* [THE TASK]: Extract each line of the items below that contains the string "green".
-------- MATERIAL
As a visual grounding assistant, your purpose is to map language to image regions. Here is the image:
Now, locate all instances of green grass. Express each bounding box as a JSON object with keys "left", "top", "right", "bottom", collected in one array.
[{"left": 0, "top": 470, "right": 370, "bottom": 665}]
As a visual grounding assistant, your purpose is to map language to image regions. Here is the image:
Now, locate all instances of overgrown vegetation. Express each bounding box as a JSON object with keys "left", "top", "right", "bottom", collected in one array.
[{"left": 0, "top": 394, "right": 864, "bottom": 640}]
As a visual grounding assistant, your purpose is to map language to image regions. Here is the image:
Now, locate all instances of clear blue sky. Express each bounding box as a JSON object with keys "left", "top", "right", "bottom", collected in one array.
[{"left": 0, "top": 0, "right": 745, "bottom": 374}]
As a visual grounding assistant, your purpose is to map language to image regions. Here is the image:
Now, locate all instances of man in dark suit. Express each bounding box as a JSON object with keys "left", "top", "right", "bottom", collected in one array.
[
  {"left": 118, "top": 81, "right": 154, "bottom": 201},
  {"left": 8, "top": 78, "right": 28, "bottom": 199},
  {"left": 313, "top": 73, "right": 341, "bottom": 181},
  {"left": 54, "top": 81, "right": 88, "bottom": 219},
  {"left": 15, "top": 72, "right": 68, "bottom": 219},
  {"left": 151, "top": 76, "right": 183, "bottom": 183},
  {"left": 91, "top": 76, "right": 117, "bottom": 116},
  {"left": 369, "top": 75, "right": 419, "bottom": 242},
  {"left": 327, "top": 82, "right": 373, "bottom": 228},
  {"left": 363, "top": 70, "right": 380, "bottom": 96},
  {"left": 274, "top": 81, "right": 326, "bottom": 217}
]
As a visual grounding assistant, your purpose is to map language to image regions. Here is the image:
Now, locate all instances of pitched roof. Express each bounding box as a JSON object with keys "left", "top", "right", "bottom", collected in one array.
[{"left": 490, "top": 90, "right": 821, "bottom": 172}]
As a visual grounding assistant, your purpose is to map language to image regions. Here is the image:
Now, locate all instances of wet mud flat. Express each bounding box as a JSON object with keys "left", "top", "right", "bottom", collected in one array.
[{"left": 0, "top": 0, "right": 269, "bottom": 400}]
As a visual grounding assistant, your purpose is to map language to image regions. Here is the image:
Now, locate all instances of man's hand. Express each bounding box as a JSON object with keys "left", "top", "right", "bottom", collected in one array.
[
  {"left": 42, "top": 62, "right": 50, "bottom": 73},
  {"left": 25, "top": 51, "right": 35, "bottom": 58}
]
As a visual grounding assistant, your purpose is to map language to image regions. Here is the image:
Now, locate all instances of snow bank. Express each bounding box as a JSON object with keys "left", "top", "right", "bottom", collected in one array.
----------------
* [TASK ANSWER]:
Now, locate all instances of green grass. Express each bounding box as a JSON object with keys "left", "top", "right", "bottom", collected in one array.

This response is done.